YOUR OBJECTIVE
Convert the records below into a JSON list of strings with one string per line, omitting any blank lines.

RECORDS
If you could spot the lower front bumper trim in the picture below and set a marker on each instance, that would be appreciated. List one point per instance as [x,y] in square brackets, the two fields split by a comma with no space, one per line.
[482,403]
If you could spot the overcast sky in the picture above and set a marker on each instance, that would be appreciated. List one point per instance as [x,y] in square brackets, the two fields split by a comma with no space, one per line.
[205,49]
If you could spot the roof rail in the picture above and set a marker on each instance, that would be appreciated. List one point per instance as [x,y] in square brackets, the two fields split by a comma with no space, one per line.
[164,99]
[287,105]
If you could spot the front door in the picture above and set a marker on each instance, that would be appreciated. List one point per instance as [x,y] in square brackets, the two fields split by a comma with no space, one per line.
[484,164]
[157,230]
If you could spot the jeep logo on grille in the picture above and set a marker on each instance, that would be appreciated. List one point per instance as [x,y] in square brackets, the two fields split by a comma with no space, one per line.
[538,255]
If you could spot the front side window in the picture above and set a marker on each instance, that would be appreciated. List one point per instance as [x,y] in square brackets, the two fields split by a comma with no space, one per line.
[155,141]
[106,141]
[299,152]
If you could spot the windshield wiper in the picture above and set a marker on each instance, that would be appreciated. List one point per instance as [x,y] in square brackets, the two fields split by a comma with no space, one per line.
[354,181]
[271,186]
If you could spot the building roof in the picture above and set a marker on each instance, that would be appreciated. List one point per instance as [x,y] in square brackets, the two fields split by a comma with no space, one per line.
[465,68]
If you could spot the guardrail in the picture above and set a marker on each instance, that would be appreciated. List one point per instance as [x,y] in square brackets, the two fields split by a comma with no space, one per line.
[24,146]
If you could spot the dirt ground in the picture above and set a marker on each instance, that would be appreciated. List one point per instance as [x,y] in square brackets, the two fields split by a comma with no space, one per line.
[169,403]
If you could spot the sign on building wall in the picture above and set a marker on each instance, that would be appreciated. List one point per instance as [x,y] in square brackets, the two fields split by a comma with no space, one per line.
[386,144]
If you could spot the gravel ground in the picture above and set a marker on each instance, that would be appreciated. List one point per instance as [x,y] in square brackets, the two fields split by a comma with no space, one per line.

WRITTEN RESPONSE
[
  "If you could spot the lower front bumper trim in the picture below and set a marker on each instance, that would be appreciated. List one point per instance as [x,y] in square brackets, the two fields split by a comma with no space, one per line.",
  "[482,403]",
  "If you could spot the overcast sky in the picture above and set a marker on each instance, that would be appreciated. List one point per instance as [x,y] in square brackets, the two fields split by a comma with no space, one per line.",
  "[205,49]",
  "If you could spot the roof rail in the picture above and set a marker on each instance, that would be appreciated. List one point per instance as [x,y] in square brackets, the two fields split by a comma with no space, one per line.",
  "[164,99]",
  "[287,105]",
  "If you could spot the front door in the picture above and set a marker on each instance, that would be appreciated. List one point per instance as [x,y] in square brackets, the two fields split by a comma with no space, one per line.",
  "[484,164]",
  "[157,230]",
  "If you could spot the jeep logo on grille in the picture above and set a marker on each instance, that would be appreciated. List one point per instance as [x,y] in square brackets, the two fields split by a comma with no space, one per line.",
  "[538,255]",
  "If you could spot the front side window in the picture above and set a marker on each instance, that would be appreciated. List one point per instance as [x,y] in square brackets, the two fields split by a comma with no space, one per line.",
  "[155,141]",
  "[106,141]",
  "[299,152]",
  "If you could spot the windshield wiper in the picture above and set a marker on each instance, that would be appreciated. List one point per instance as [x,y] in square brackets, the two fields split by a comma with no space, one per line.",
  "[354,181]",
  "[271,186]",
  "If you could spot the building roof in the picture above and set a marker on each instance, that would be appreciated. List one point per instance as [x,y] in square brackets, the two fields split by a comma with no space, one per line.",
  "[465,68]",
  "If you could spot the guardrail in the picture above and set a marker on each instance, that would be appreciated. List one point per instance as [x,y] in square brackets, the two fields split by a comma with no space, one per line.",
  "[24,146]",
  "If you could spot the dirt ground in the picture above and set a marker on each instance, that would be appreciated. List one point per instance as [x,y] in square brackets, the two fields split by a comma with no space, one per line.",
  "[169,403]",
  "If you could spot the sign on building wall in the picture above and set a marker on each instance, that would be appreciated. List one point per instance as [x,y] in square brackets, the two fields split by a comma with no space, one per line.",
  "[386,144]",
  "If you could spot the gravel ground in the picture above and set a marker on each instance, that would be appreciated. List one point per instance as [x,y] in square brackets, the two fields split by a comma with no space, one per line."
]